## JOB 1
Quote the employment terms word for word from "Confidentiality.  You will maintain" to "from the Company.".

Insider Status.  As a key executive of the Company, you will be considered an “insider” subject to SEC reporting of all stock transactions and to pre-clearance of all transactions through the Company’s General Counsel.
       
10.  
Confidentiality.  You will maintain in confidence all non-public information you learn about the Company and its business, including strategies, plans, prospects and financial, employee, vendor and customer information.  You will not use, copy or disclose any such information except as necessary to perform the functions of your job or with the prior consent of the company.
      
11.  
Non-Compete and Non-Solicitation.  It is agreed that you will not be employed directly by or act in an advisory role for any direct competitor of the Company during the period of your employment and for a period of one year from the date of termination.

12.  
Work for Hire.  As an employee, you agree that your ideas, concepts, graphics, creative or    other products of your work will be owned by the Company, and you agree to acknowledge the Company’s ownership in writing upon request from the Company.
  
13.

## RECORDS PROVIDED
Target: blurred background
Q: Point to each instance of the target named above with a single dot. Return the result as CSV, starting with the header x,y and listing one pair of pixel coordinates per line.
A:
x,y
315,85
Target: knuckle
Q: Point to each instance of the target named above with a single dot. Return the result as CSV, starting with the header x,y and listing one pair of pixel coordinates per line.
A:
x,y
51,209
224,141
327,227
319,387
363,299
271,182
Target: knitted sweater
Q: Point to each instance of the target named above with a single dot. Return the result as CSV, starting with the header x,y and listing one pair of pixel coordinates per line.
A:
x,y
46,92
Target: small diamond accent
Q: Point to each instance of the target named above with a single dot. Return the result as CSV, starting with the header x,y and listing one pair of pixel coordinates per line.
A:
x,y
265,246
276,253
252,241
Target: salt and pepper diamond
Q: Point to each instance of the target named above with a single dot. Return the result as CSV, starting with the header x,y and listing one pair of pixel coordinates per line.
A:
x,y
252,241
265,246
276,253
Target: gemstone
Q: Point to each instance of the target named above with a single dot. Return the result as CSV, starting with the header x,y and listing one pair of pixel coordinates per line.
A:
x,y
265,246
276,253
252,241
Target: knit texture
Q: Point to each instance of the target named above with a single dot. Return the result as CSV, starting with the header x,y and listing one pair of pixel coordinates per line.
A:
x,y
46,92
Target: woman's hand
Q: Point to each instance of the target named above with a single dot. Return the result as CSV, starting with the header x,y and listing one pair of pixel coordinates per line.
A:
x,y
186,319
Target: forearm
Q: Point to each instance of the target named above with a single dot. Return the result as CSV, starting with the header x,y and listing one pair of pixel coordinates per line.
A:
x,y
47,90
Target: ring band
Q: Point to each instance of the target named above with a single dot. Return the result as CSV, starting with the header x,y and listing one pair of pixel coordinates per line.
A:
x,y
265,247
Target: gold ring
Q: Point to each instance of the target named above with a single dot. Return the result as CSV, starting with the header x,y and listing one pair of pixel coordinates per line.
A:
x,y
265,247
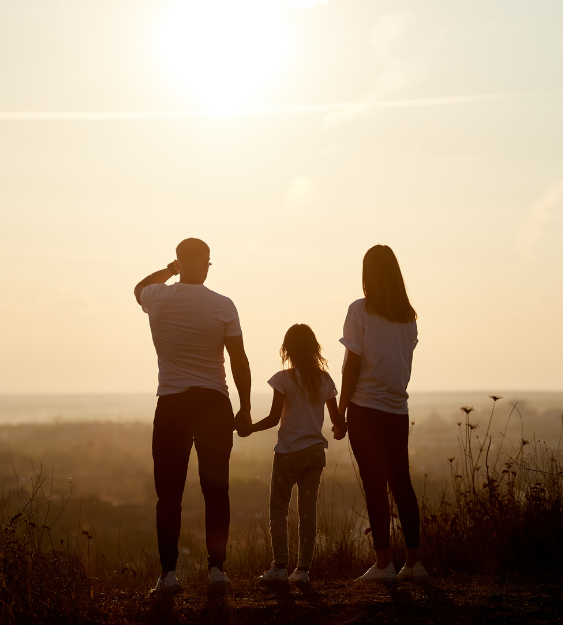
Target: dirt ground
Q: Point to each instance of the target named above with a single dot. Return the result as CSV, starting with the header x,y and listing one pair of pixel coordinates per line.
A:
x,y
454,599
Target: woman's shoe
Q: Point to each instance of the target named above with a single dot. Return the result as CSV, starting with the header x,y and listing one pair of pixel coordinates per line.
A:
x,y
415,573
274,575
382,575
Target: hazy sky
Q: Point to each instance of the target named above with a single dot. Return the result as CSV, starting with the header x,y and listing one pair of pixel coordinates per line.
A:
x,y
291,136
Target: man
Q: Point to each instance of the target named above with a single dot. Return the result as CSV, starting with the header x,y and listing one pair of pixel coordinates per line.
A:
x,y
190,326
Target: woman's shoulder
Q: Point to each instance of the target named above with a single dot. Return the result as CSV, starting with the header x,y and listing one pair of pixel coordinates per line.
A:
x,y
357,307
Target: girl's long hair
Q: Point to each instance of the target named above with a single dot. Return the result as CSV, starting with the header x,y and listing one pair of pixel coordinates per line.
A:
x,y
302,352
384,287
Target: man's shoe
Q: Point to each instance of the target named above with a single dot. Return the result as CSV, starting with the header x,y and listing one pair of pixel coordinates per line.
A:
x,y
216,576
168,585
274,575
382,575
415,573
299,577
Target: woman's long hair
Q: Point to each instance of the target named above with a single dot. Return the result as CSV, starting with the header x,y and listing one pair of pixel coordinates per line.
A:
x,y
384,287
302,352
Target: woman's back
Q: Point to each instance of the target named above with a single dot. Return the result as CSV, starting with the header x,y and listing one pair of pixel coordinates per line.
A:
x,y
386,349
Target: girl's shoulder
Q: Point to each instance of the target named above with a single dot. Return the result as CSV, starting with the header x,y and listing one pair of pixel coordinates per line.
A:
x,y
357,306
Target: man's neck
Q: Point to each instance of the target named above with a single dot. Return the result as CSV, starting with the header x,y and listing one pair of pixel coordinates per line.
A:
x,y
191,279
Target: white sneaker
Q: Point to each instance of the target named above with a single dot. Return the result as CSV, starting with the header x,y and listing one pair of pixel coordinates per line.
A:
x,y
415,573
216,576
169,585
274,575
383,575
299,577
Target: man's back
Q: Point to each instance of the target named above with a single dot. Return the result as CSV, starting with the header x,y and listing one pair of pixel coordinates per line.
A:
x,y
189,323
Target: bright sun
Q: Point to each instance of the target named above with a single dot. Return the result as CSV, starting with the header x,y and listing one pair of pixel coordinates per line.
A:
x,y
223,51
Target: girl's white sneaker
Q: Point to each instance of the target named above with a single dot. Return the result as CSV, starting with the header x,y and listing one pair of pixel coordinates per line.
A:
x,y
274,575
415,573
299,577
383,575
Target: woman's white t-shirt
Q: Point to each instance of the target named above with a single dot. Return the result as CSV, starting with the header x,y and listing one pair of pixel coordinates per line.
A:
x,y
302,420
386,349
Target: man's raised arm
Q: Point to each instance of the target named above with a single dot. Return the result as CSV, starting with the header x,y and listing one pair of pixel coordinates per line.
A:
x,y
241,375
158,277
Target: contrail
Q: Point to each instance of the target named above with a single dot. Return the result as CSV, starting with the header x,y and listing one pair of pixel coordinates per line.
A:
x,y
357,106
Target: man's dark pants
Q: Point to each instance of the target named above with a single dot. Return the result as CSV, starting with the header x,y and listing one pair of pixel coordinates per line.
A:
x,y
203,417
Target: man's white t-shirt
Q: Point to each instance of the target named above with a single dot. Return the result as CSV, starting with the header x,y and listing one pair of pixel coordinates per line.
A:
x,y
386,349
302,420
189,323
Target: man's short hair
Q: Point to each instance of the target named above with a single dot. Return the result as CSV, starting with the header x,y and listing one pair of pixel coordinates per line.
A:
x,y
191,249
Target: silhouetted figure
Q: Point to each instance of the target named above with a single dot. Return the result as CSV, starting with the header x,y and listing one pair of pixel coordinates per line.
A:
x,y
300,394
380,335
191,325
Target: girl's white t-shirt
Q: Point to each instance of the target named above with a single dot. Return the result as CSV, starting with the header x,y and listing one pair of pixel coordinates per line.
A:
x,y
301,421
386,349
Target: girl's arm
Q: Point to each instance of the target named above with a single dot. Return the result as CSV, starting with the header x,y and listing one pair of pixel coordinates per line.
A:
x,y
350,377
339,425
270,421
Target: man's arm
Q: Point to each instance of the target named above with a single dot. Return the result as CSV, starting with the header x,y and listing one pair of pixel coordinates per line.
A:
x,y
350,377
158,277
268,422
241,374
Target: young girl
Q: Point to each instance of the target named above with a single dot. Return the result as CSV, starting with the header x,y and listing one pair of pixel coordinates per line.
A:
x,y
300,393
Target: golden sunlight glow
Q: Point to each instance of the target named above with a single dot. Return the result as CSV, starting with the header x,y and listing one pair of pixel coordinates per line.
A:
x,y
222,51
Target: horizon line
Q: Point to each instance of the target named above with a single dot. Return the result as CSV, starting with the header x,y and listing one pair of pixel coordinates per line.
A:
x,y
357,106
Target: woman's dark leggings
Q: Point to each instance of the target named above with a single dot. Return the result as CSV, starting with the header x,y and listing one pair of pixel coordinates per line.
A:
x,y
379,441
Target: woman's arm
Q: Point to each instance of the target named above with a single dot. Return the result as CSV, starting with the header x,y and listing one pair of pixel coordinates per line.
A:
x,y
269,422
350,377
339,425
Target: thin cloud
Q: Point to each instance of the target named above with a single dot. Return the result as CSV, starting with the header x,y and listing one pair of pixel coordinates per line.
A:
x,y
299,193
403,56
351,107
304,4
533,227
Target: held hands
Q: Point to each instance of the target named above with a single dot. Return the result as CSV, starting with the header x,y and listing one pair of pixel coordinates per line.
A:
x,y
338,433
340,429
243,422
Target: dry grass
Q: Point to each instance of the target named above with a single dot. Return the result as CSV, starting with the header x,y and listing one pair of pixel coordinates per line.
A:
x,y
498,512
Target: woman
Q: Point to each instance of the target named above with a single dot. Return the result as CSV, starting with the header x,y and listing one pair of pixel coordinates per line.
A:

...

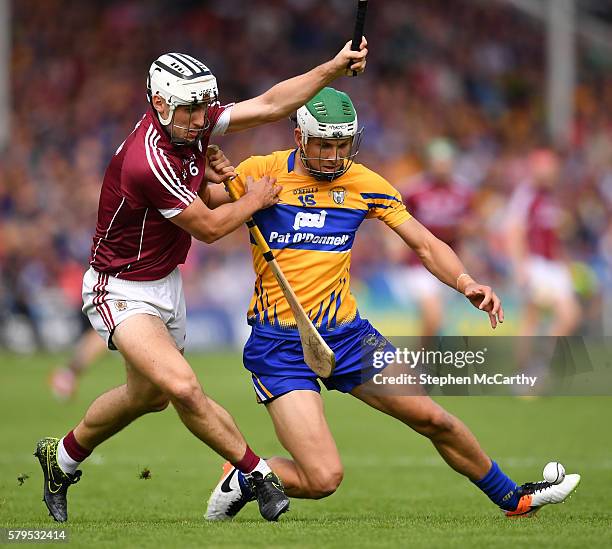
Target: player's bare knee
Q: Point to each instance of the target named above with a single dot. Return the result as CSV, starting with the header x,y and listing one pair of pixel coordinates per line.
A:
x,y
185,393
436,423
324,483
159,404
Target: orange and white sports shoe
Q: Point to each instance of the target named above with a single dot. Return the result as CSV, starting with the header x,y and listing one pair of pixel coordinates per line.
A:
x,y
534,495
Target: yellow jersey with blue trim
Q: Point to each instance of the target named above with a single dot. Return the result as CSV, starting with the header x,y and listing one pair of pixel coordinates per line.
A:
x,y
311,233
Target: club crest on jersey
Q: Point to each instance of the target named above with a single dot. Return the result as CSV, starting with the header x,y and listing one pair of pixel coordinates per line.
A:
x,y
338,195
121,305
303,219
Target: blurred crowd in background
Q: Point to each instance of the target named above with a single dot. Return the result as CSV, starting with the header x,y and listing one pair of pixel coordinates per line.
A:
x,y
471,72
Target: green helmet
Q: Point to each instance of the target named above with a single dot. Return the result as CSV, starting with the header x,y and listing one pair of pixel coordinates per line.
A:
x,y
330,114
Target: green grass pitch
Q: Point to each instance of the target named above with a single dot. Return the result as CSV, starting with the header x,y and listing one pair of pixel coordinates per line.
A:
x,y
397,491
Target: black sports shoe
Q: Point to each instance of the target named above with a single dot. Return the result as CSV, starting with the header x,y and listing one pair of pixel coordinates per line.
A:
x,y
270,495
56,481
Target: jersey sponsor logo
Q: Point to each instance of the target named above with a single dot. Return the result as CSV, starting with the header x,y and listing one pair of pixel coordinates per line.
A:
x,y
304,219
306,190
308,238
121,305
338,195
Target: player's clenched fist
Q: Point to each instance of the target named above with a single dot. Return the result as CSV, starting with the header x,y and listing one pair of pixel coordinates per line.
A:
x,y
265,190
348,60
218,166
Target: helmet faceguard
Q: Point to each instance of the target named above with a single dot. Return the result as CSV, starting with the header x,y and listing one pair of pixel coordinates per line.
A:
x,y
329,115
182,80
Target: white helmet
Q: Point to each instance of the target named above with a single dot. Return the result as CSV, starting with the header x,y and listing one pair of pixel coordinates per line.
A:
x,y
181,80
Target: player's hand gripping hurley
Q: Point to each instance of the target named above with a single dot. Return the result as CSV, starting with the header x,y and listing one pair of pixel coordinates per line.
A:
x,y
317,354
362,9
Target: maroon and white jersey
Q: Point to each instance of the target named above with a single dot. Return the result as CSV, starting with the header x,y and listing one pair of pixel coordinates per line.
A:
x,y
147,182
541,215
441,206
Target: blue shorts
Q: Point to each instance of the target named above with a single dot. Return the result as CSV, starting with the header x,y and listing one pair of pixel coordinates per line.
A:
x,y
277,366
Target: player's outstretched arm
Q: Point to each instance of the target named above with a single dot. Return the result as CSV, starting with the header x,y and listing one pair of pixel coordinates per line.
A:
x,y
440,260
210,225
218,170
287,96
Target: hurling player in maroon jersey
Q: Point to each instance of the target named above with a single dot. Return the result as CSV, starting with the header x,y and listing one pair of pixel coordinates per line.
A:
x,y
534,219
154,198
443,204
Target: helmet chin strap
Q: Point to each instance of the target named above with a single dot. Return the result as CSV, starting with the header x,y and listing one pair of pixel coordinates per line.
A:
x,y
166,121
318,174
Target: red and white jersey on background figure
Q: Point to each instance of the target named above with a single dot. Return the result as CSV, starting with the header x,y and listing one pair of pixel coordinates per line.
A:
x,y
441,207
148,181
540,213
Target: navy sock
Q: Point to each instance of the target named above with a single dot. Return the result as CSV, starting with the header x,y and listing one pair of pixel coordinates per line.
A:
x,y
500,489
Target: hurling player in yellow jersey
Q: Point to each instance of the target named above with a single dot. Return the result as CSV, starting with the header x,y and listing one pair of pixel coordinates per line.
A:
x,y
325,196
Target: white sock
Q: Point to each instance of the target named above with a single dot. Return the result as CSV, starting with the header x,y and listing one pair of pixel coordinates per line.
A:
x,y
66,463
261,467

## JOB 2
Pull out every line of the rows that contains the string "grass", matching case exactly.

## TASK ANSWER 1
Confidentiality.  You will maintain in confidence all non-public information you learn about the Company and its business, including strategies, plans, prospects and financial, employee, vendor and customer information.  You will not use, copy or disclose any such information except as necessary to perform the functions of your job or with the prior consent of the company.
      
11.  
Non-Compete and Non-Solicitation.  It is agreed that you will not be employed directly by or act in an advisory role for any direct competitor of the Company during the period of your employment and for a period of one year from the date of termination.

12.  
Work for Hire.  As an employee, you agree that your ideas, concepts, graphics, creative or    other products of your work will be owned by the Company, and you agree to acknowledge the Company’s ownership in writing upon request from the Company.

## TASK ANSWER 2
Target: dry grass
Target: green grass pitch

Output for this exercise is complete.